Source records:
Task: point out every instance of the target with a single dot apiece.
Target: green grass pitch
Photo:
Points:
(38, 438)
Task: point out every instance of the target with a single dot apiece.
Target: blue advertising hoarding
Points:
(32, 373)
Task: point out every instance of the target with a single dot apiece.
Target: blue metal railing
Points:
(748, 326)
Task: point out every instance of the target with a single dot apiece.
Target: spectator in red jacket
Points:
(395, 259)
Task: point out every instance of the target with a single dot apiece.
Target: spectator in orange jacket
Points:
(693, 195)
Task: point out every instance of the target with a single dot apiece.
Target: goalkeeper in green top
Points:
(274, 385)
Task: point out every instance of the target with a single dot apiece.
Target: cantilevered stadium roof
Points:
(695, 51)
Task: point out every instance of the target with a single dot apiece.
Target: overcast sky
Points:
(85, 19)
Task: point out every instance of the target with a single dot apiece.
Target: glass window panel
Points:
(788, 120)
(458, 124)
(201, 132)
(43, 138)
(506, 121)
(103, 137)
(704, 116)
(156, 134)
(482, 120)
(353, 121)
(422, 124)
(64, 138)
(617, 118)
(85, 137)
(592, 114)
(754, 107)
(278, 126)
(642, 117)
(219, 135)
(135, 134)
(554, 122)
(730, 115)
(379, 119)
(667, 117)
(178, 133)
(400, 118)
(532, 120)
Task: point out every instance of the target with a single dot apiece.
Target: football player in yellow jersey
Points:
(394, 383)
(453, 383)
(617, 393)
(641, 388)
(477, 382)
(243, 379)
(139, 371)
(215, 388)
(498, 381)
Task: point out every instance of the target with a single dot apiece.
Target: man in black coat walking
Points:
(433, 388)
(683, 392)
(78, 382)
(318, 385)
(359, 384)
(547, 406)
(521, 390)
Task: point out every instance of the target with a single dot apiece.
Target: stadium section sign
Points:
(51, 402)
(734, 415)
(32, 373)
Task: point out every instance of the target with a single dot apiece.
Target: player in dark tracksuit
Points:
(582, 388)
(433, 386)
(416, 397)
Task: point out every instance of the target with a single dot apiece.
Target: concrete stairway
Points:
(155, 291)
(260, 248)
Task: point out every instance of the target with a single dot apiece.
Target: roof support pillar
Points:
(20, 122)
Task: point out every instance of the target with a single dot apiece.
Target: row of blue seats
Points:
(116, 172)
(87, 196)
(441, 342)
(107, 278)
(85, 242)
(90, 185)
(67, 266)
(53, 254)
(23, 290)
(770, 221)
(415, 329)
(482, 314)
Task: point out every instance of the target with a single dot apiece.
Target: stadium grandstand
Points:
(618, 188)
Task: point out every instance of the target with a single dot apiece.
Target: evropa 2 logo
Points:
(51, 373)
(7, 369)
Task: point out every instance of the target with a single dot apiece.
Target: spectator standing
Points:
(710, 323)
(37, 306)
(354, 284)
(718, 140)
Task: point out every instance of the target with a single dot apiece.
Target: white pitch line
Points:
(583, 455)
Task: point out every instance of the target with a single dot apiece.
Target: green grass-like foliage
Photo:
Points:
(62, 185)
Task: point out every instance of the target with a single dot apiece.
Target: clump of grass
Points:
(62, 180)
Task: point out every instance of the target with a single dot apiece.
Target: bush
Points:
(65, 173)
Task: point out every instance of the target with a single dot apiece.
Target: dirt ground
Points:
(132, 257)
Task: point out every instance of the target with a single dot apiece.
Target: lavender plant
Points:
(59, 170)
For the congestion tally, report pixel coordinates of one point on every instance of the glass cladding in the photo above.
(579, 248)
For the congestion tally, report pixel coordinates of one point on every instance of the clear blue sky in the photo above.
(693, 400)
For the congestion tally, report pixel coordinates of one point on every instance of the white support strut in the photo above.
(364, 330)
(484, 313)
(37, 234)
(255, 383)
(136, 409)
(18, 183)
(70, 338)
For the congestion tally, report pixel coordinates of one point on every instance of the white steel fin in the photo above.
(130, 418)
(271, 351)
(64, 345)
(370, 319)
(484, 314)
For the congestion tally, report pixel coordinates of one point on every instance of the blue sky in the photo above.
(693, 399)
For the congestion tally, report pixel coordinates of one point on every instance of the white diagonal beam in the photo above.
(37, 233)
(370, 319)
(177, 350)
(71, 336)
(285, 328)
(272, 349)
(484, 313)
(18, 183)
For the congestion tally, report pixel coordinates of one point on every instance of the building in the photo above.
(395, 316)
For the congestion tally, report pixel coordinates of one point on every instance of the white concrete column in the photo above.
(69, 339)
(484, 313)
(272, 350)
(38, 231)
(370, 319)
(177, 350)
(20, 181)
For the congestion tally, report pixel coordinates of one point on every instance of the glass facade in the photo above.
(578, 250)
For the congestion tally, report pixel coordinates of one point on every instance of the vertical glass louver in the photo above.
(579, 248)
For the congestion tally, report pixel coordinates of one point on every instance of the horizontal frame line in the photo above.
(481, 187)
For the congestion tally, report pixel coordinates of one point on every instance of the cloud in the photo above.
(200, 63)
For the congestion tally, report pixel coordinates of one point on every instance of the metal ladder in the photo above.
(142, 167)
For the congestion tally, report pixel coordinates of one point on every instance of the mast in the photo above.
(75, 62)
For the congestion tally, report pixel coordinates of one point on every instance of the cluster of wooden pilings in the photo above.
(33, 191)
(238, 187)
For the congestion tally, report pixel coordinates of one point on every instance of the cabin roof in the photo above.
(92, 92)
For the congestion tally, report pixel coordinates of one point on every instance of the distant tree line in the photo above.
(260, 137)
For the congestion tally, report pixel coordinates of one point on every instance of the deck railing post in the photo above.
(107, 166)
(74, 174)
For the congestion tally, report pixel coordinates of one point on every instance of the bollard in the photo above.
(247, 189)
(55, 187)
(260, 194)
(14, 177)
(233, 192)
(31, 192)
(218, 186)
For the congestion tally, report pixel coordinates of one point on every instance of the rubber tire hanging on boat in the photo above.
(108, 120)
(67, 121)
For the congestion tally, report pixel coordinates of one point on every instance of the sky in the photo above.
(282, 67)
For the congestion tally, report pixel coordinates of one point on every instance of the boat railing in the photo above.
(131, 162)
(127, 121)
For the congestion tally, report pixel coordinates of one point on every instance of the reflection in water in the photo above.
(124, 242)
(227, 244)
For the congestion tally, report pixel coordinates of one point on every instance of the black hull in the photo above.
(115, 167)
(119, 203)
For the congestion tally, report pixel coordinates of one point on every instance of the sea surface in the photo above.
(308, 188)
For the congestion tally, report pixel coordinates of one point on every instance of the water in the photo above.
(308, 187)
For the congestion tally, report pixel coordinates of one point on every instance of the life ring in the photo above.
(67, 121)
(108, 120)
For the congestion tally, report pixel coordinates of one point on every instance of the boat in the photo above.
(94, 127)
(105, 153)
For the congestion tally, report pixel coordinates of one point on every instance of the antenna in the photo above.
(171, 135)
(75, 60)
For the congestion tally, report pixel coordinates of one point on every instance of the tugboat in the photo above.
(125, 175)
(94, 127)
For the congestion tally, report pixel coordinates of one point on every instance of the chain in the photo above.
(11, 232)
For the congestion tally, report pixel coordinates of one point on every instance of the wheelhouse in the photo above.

**What you should do**. Write out all the rows above again, changing "single dot apiece" to "one dot each" and keeping everything else the same.

**Solution for this task**.
Task: point out every instance of the target with a one dot each.
Target: green grass pitch
Photo:
Points:
(38, 438)
Task: point out every instance of the target with a one dot each.
Target: blue advertising hoarding
Points:
(32, 373)
Task: point out every instance of the target with a one dot each.
Target: blue metal railing
Points:
(748, 326)
Task: point out every instance of the target with a one dot each.
Target: spectator in red jacket
Points:
(395, 259)
Task: point out every instance of the target with a one dot each.
Target: spectator in orange jacket
Points:
(693, 195)
Task: point out every instance of the target with a one dot each.
Target: goalkeeper in green top
Points:
(274, 385)
Task: point out every instance of the target with a one dot each.
Target: cantilevered stadium roof
Points:
(695, 51)
Task: point out every instance of the target with a one dot each.
Target: overcast sky
Points:
(85, 19)
Task: point out every instance of the target with a one dot each.
Target: glass window panel
Points:
(788, 120)
(458, 124)
(201, 132)
(43, 138)
(506, 121)
(103, 137)
(704, 116)
(156, 134)
(482, 120)
(353, 121)
(422, 124)
(64, 138)
(617, 118)
(85, 137)
(592, 114)
(754, 107)
(278, 126)
(642, 117)
(219, 135)
(135, 134)
(554, 122)
(730, 115)
(379, 119)
(667, 117)
(178, 133)
(400, 118)
(532, 120)
Task: point out every instance of the target with a one dot each.
Target: football player in yellow jersey
Points:
(394, 383)
(453, 383)
(617, 393)
(641, 388)
(477, 382)
(243, 379)
(139, 371)
(215, 388)
(498, 381)
Task: point out every instance of the target with a one dot each.
Target: man in black coat walking
Points:
(433, 388)
(683, 392)
(78, 382)
(318, 385)
(359, 384)
(547, 406)
(521, 390)
Task: point out every instance of the target with a one dot each.
Target: stadium section sign
Points:
(51, 402)
(734, 415)
(32, 373)
Task: point out every instance of the target with a one dot each.
Target: player in dark tracksuit
Points:
(582, 388)
(433, 386)
(416, 397)
Task: point out every instance of the target with a one dot each.
Target: concrete stairway
Points:
(155, 291)
(260, 248)
Task: point out every instance of the target with a one dot each.
Target: roof support pillar
Points:
(20, 122)
Task: point out every instance of the target with a one dot each.
Target: row of blue seats
Points:
(116, 172)
(87, 196)
(441, 342)
(107, 278)
(85, 242)
(90, 185)
(67, 266)
(53, 254)
(23, 290)
(770, 221)
(415, 329)
(482, 314)
Task: point out every instance of the target with a one dot each.
Target: stadium grandstand
Points:
(618, 188)
Task: point out every instance of the target with a one dot each.
Target: evropa 2 logo
Points:
(51, 373)
(7, 369)
Task: point out every instance of the target with a one dot each.
Target: spectator standing
Points:
(710, 323)
(37, 306)
(354, 284)
(718, 140)
Task: point out every instance of the target with a one dot each.
Target: white pitch line
Points:
(583, 455)
Task: point out every instance of the target with a one dot each.
Target: green grass-like foliage
Photo:
Points:
(62, 185)
Task: point out every instance of the target with a one dot each.
Target: clump of grass
Points:
(62, 180)
Task: point out every instance of the target with a one dot each.
Target: bush
Points:
(65, 173)
Task: point out every instance of the target with a one dot each.
Target: dirt ground
Points:
(132, 257)
Task: point out every instance of the target with a one dot each.
Target: lavender plant
Points:
(59, 170)
For the congestion tally, report pixel coordinates of one point on every instance of the glass cladding in the photo above.
(579, 248)
For the congestion tally, report pixel coordinates of one point on every instance of the clear blue sky in the photo above.
(693, 400)
For the congestion tally, report pixel coordinates of one point on every instance of the white support strut in the photo above.
(364, 330)
(484, 313)
(37, 234)
(255, 383)
(136, 409)
(18, 183)
(70, 338)
For the congestion tally, report pixel coordinates of one point on every instance of the white steel fin in the photo above.
(130, 418)
(271, 351)
(64, 345)
(370, 319)
(484, 314)
For the congestion tally, report pixel coordinates of one point on every instance of the blue sky in the photo above.
(693, 399)
For the congestion tally, report pixel coordinates of one point on every instance of the white diagonal beam in the photo above.
(37, 233)
(370, 319)
(177, 350)
(71, 336)
(285, 328)
(272, 349)
(484, 313)
(18, 183)
For the congestion tally, report pixel coordinates of one point on every instance of the building in the photo above.
(395, 316)
For the congestion tally, report pixel coordinates of one point on every instance of the white concrete column in the photo above.
(69, 339)
(484, 313)
(272, 350)
(38, 231)
(370, 319)
(177, 350)
(20, 181)
For the congestion tally, report pixel coordinates of one point on every instance of the glass facade in the photo above.
(578, 250)
For the congestion tally, report pixel coordinates of one point on every instance of the vertical glass louver in the photo above.
(579, 248)
For the congestion tally, report pixel coordinates of one point on every instance of the horizontal frame line in the photo above.
(481, 187)
For the congestion tally, report pixel coordinates of one point on every instance of the cloud in the photo above.
(200, 63)
For the congestion tally, report pixel coordinates of one point on every instance of the metal ladder in the photo above.
(142, 167)
For the congestion tally, report pixel coordinates of one point on every instance of the mast in the photo above.
(75, 62)
For the congestion tally, report pixel coordinates of one point on every instance of the cluster of wooden pilings in the photo above.
(33, 191)
(238, 187)
For the congestion tally, report pixel coordinates of one point on every instance of the cabin roof in the photo above.
(92, 92)
For the congestion tally, report pixel coordinates of one point on every instance of the distant tree line in the photo above.
(260, 137)
For the congestion tally, report pixel coordinates of one point on every instance of the deck railing post in the photo above.
(107, 166)
(74, 174)
For the congestion tally, report pixel coordinates of one point on every instance of the bollard in the photo above.
(247, 189)
(55, 187)
(260, 194)
(14, 177)
(233, 192)
(31, 192)
(218, 186)
For the congestion tally, report pixel coordinates of one point on every instance of the rubber tire hanging on boat in the photo above.
(108, 120)
(67, 121)
For the congestion tally, report pixel coordinates of one point on every instance of the sky in the photo above.
(282, 67)
For the congestion tally, report pixel coordinates of one point on every instance of the boat railing in the photo above.
(131, 162)
(127, 121)
For the congestion tally, report pixel coordinates of one point on every instance of the reflection in water in the photo above.
(124, 242)
(227, 244)
For the congestion tally, report pixel coordinates of one point on every instance of the black hull in the photo above.
(115, 167)
(119, 203)
For the congestion tally, report pixel coordinates of one point on every instance of the sea surface in the photo above.
(308, 188)
For the congestion tally, report pixel coordinates of one point on every instance of the water in the photo above.
(308, 187)
For the congestion tally, report pixel coordinates of one point on every instance of the life ring in the photo above.
(67, 121)
(108, 120)
For the congestion tally, report pixel coordinates of one point on every instance of the boat in the photo above.
(94, 127)
(105, 153)
For the congestion tally, report pixel coordinates of one point on every instance of the antenna in the photo above.
(171, 135)
(75, 60)
For the congestion tally, report pixel coordinates of one point on every instance of the tugboat in the photo above.
(125, 175)
(94, 127)
For the congestion tally, report pixel coordinates of one point on every instance of the chain in the photo above.
(11, 232)
For the congestion tally, report pixel coordinates of one point on every instance of the wheelhouse in the photo above.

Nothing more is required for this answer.